**Instruction 1**:
Report every line in the records below that contains the word "dark", copying each line in full.

**Extract**:
━━━
# Dual prior service looking to go SF



## Michael DeBlasio (Apr 8, 2016)

Hey guys i hope you dont mind i ask a common question in a little different way. I have served 3 years in the Army Res. As a 63B1H8 i have been WLC and after i tried to switch to AD the local recruiters werent willing to help me as much as they were willing to help new recruits so i asked a couple other branchs only the Marines seemed like they wanted to help so i submitted a 368 for a conditional relases and after it was approved i signed with AD Marines ended up getting as a 7051 even though it wasnt the job o wanted i have been able to make the best of it but i never wanted to leave the Army and wanted to go back and now i finally have a chance to make a dream a reality and get a 18X contract so right now im waiting on the 368 to come back so i can start the process of switching all over again. But my question is going to happen when i switch over and will all stuff from the Army still be good and carry over like my WLC cert? Also what happens if for what ever reason i dont get selected will they just separate me from the army or will i still get to serve in another unit and MOS?


----------



## Devildoc (Apr 8, 2016)

I read this just because I am bored at work and reading all the new threads, but since I am Navy I cannot help....except to say this:  Please edit your post to include proper punctuation and grammar.  Seriously, it was hard to read, and a cleaned-up post will appear more professional.
━━━
**Dataset content**:
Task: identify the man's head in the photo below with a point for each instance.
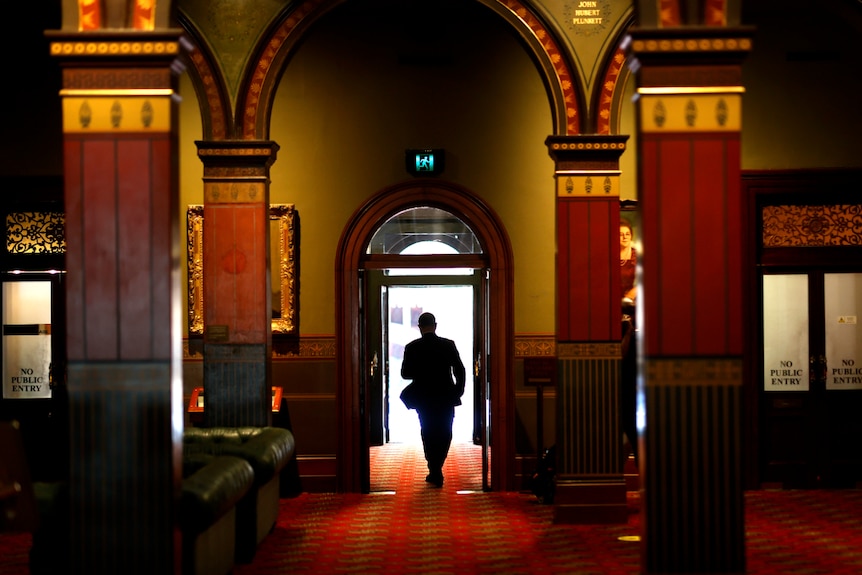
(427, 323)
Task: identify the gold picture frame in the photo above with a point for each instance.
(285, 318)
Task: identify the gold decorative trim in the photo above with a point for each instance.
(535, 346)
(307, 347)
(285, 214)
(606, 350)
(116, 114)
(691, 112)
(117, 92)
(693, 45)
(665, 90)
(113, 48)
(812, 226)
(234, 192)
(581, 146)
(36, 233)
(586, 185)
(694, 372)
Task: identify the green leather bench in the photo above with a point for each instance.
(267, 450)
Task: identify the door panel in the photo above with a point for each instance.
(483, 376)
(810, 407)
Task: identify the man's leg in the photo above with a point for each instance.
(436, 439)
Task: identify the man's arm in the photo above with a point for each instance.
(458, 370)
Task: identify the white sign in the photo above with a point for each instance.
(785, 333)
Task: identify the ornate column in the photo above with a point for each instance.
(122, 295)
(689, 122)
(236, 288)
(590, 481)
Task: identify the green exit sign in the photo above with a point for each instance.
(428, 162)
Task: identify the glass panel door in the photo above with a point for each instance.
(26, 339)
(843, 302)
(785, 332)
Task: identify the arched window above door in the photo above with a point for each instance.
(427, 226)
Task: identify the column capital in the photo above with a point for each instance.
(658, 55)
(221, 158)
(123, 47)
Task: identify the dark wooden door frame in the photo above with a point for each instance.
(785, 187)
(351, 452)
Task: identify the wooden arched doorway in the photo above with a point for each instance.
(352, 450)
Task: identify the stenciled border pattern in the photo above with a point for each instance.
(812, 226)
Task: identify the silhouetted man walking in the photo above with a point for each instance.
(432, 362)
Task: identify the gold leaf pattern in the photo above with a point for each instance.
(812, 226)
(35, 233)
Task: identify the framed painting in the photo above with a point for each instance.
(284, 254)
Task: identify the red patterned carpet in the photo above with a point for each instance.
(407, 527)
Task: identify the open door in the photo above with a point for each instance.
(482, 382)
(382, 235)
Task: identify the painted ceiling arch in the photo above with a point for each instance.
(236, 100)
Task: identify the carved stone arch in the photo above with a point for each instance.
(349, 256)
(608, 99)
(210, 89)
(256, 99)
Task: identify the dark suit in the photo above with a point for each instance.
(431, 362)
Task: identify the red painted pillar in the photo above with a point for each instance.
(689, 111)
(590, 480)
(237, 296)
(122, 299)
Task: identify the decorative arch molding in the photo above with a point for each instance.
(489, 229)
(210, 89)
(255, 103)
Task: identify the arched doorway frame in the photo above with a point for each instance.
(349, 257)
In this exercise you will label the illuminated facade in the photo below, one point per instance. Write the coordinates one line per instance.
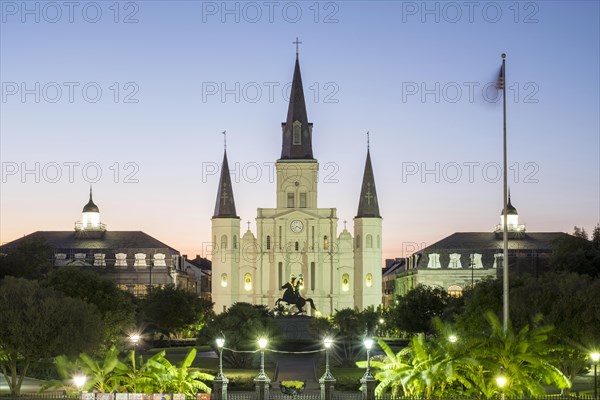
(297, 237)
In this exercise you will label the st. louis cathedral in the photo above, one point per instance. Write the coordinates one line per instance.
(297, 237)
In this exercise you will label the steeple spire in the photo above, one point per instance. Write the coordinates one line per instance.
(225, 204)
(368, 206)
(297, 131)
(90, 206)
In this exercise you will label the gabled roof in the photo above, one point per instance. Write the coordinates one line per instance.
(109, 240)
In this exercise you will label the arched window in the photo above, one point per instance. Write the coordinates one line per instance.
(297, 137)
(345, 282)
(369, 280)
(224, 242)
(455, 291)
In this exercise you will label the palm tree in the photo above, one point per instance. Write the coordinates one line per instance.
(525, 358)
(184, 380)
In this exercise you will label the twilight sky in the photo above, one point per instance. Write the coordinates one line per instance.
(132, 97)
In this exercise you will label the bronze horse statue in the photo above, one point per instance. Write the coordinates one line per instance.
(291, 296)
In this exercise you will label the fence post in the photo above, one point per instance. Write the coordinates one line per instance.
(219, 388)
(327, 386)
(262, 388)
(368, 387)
━━━
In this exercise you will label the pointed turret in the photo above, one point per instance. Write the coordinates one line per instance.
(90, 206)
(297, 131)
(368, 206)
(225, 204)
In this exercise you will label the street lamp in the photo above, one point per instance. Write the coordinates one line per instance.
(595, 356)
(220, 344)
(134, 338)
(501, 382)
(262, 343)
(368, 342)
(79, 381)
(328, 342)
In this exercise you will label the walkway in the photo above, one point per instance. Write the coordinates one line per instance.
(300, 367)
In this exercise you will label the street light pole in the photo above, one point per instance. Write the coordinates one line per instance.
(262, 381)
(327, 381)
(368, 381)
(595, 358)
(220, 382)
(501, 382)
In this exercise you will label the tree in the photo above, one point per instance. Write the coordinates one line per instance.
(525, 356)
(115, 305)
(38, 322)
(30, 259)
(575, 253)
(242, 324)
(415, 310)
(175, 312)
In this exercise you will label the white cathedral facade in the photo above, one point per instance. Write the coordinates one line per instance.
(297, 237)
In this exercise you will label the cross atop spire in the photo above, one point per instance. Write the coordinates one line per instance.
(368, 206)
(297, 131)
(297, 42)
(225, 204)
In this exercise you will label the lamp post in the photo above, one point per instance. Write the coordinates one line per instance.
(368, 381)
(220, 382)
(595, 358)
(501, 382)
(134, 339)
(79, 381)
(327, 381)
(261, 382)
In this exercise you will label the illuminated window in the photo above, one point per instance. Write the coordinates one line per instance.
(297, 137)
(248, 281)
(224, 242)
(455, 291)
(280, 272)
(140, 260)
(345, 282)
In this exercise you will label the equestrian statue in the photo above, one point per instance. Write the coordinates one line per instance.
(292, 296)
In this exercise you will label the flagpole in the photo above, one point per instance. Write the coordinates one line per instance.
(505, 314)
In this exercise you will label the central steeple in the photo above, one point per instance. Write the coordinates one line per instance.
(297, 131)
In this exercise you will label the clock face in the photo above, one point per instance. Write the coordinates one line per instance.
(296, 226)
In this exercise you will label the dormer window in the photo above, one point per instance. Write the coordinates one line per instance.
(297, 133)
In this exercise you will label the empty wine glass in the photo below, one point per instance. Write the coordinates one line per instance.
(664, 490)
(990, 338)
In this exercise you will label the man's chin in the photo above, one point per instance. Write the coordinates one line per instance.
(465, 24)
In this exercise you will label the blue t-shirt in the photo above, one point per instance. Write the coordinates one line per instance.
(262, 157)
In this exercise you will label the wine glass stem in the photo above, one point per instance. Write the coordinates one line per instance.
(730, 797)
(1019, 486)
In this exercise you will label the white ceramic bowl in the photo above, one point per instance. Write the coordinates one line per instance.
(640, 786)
━━━
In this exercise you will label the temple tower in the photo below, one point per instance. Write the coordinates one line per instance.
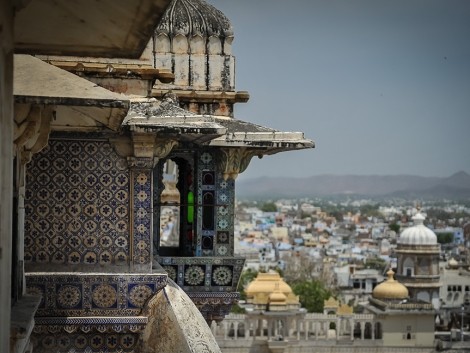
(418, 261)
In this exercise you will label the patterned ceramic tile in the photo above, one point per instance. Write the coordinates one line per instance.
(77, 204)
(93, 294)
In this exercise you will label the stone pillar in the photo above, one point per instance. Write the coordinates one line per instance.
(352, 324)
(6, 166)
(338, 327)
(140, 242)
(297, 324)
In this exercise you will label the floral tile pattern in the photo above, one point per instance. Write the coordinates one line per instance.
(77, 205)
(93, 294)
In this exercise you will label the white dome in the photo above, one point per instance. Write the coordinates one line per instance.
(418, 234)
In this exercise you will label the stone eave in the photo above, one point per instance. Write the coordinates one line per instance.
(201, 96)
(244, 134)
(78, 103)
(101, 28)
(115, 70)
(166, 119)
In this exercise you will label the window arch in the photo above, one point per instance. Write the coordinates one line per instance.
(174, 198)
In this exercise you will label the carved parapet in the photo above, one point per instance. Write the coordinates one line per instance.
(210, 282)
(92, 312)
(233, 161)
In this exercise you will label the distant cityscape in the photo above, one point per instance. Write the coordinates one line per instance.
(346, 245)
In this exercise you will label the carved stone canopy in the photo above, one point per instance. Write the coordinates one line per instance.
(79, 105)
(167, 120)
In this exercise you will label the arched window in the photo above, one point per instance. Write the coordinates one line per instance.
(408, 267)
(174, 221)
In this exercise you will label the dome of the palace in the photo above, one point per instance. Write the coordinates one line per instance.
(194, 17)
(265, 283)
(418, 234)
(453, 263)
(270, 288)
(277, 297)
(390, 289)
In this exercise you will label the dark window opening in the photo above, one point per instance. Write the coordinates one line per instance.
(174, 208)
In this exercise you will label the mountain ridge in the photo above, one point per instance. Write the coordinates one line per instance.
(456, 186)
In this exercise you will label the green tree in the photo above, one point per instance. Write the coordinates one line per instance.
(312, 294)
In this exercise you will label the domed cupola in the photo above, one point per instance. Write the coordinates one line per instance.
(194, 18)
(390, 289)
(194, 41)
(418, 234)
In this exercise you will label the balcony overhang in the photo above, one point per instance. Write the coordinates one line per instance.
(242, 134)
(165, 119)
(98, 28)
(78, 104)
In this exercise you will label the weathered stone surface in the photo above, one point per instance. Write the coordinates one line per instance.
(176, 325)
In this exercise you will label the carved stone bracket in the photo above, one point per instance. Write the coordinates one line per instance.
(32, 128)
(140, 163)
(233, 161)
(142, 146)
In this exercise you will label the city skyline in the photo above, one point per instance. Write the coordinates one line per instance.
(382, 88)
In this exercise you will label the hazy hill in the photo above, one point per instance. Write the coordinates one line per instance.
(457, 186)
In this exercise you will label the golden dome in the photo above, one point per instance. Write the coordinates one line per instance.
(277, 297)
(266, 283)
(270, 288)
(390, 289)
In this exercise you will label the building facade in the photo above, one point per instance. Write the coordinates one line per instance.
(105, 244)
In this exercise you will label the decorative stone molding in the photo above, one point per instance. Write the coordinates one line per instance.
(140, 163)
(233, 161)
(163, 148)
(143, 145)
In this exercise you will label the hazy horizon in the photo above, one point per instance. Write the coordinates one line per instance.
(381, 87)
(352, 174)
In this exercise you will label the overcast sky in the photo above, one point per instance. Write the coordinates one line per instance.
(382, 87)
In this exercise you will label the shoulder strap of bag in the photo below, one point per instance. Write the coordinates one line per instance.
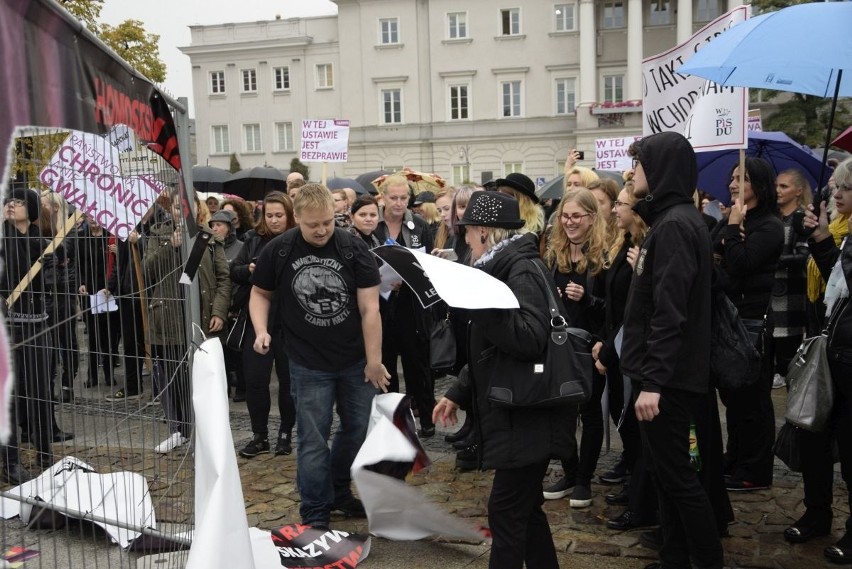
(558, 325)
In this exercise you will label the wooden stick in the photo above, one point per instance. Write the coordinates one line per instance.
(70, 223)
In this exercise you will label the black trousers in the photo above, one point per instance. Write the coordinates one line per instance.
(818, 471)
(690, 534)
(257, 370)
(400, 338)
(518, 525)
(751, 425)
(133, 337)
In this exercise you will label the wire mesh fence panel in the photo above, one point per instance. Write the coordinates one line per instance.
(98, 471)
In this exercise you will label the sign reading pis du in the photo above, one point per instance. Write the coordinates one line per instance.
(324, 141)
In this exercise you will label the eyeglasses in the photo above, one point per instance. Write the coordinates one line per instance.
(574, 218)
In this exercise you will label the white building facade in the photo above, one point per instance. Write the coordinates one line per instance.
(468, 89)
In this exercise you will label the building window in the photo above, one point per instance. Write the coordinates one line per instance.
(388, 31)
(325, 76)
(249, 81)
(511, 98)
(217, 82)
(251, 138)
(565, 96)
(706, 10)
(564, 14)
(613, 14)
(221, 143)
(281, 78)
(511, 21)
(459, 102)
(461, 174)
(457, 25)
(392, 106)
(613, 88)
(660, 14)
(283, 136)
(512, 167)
━━━
**Instruction 2**:
Reproduce the part of the forum thread above from "## Devildoc (Apr" to "appear more professional.", word for word.

**Written reply 1**:
Task: identify the dark wooden door frame in the photo above with a point for each instance.
Task: identify the dark suit in the photo above with a point for each instance.
In this exercise you will label the dark window opening in the photo above, one point per instance. Write the coordinates one line per instance.

**Written reply 2**:
## Devildoc (Apr 8, 2016)

I read this just because I am bored at work and reading all the new threads, but since I am Navy I cannot help....except to say this:  Please edit your post to include proper punctuation and grammar.  Seriously, it was hard to read, and a cleaned-up post will appear more professional.